▶ [Task description]: Return verbatim every line from the one containing "Each <instance> block" down to the one containing "598L1502 591L1496 649L1505", with both of those lines included.

▶ [Available data]:

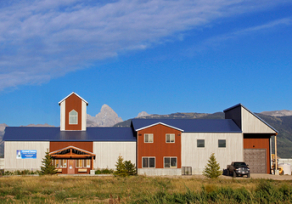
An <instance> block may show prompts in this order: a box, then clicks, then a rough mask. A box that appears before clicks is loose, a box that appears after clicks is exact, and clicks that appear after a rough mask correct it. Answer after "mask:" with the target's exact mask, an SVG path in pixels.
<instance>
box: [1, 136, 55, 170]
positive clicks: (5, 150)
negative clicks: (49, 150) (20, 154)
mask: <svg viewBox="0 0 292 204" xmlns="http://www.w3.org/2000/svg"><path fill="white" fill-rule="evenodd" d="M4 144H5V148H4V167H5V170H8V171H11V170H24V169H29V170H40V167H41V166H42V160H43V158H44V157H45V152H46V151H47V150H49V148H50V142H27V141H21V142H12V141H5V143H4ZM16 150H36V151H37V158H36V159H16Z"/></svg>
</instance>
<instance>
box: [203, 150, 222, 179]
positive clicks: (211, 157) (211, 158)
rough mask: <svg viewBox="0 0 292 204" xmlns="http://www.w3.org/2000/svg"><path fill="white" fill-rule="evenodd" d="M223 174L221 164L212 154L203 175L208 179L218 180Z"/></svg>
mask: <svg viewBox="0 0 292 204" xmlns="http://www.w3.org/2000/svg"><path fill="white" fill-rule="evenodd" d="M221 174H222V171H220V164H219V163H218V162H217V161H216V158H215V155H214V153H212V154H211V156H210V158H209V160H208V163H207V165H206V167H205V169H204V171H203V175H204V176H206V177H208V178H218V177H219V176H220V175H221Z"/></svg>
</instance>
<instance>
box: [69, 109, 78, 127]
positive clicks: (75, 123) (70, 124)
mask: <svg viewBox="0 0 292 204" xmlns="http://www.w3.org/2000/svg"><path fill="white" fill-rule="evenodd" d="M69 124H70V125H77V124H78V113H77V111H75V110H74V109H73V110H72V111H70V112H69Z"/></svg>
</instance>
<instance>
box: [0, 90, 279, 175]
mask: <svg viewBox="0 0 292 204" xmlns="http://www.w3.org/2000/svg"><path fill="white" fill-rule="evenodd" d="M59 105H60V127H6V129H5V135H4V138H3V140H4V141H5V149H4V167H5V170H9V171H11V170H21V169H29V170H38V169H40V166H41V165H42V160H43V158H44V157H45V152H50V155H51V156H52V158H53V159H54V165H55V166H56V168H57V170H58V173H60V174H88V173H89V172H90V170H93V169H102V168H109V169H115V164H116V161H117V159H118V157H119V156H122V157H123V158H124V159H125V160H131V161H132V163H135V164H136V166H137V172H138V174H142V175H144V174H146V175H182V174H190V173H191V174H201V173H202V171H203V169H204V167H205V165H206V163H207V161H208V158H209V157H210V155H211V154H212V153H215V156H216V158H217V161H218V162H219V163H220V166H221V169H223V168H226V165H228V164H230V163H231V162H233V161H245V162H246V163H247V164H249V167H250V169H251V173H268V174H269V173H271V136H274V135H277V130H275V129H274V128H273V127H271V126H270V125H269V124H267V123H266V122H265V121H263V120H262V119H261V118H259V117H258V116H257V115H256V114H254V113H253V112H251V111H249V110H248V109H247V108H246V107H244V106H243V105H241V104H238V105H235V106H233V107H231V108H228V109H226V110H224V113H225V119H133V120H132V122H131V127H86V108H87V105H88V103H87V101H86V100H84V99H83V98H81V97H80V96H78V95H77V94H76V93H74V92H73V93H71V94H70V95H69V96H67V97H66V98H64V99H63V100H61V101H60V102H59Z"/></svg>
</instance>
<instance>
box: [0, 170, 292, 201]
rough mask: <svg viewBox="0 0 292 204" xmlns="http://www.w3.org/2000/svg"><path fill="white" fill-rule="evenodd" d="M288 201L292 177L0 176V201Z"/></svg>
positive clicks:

---

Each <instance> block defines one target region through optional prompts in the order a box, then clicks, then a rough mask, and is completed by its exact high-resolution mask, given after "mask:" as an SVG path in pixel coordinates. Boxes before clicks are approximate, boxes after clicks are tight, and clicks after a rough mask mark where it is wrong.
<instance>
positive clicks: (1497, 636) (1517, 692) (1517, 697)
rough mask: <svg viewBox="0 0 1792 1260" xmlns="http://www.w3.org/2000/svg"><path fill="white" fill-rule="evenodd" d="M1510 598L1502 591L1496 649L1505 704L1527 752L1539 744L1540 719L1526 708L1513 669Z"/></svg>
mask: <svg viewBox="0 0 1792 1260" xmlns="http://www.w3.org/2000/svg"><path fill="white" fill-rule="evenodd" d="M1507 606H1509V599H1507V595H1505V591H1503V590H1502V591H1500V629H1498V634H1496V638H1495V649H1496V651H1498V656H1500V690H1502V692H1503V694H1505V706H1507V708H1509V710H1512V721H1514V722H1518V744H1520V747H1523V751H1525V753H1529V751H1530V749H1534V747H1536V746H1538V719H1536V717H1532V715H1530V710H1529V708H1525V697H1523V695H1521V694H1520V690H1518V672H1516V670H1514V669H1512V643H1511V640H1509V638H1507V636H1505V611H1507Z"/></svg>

...

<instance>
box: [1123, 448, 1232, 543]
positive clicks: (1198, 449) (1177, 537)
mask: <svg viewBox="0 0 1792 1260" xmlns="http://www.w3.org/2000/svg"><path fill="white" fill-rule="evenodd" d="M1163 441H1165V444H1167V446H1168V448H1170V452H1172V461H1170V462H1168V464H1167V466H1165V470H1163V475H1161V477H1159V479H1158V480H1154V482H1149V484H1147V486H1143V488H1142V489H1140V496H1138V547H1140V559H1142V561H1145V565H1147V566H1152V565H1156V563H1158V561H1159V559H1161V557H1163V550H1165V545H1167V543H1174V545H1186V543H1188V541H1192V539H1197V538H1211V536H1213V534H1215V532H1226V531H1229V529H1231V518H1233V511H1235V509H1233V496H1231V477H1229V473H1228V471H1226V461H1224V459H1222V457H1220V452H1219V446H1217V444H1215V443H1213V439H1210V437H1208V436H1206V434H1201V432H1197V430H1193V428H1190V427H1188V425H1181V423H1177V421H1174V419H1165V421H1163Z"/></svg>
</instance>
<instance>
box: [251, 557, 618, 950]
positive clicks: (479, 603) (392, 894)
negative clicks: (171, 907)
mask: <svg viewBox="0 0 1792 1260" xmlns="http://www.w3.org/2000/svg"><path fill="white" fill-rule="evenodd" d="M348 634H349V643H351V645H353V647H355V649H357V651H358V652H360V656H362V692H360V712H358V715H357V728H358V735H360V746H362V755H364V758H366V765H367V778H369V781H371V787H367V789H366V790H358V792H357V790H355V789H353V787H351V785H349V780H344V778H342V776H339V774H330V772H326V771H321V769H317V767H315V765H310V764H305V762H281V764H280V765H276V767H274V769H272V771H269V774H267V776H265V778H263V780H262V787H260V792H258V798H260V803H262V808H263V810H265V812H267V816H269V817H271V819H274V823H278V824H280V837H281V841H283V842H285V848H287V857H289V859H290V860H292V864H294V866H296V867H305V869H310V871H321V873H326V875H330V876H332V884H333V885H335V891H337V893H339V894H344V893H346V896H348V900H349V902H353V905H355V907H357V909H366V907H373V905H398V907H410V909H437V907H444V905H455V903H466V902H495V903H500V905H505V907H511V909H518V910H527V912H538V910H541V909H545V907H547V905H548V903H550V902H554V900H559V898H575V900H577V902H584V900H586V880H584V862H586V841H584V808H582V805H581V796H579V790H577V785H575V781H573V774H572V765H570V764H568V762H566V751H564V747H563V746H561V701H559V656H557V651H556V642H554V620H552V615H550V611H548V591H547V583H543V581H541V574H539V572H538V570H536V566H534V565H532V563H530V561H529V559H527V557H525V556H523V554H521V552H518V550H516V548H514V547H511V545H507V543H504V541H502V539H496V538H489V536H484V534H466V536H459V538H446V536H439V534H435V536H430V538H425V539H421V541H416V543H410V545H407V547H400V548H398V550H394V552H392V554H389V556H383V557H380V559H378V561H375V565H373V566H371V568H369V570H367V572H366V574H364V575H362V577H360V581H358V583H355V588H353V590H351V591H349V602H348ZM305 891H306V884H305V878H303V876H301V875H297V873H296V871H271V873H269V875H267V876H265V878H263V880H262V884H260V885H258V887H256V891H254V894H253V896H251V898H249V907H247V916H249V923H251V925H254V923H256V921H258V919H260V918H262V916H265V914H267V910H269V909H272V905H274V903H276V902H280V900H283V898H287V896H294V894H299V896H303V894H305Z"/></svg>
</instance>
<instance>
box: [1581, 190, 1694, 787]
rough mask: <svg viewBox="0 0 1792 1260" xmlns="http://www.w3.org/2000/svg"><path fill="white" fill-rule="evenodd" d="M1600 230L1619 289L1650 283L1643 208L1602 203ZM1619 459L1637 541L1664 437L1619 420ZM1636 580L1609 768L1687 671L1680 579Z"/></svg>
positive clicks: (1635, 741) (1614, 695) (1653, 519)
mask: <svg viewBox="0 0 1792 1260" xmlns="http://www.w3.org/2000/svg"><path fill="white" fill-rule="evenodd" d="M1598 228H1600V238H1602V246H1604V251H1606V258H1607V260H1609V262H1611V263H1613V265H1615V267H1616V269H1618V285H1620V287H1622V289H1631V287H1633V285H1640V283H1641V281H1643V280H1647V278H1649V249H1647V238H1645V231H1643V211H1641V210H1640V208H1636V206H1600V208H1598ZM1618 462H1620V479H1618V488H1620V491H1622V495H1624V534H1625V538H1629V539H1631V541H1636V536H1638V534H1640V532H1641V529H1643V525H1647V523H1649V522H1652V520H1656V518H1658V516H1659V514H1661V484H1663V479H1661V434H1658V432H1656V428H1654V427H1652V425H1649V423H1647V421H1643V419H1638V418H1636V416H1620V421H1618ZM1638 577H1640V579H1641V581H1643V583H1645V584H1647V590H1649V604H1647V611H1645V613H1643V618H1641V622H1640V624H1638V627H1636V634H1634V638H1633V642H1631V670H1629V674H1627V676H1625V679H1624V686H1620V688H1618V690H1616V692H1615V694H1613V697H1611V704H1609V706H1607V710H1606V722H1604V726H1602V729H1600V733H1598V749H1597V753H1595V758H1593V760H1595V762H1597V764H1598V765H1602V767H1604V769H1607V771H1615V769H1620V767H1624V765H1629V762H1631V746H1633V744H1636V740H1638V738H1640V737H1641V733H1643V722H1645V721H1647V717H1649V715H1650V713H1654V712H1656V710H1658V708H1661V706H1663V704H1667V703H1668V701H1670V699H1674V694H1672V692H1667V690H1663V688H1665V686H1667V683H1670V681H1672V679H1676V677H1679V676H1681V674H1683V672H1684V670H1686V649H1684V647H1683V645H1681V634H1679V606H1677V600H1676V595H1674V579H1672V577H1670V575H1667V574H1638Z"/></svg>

▶ [Problem solution]:
Each <instance> block defines one target region through optional prompts in the order a box, then clicks, then a rough mask, and is completed by its exact high-resolution mask, given after "mask:" as an SVG path in pixel coordinates. Boxes before clicks are approximate, boxes after clicks are tight, and clicks after a rough mask mark where it is wrong.
<instance>
positive clicks: (1497, 636) (1517, 692) (1517, 697)
rough mask: <svg viewBox="0 0 1792 1260" xmlns="http://www.w3.org/2000/svg"><path fill="white" fill-rule="evenodd" d="M1510 598L1502 591L1496 649L1505 704L1527 752L1539 744L1540 719L1526 708L1513 669Z"/></svg>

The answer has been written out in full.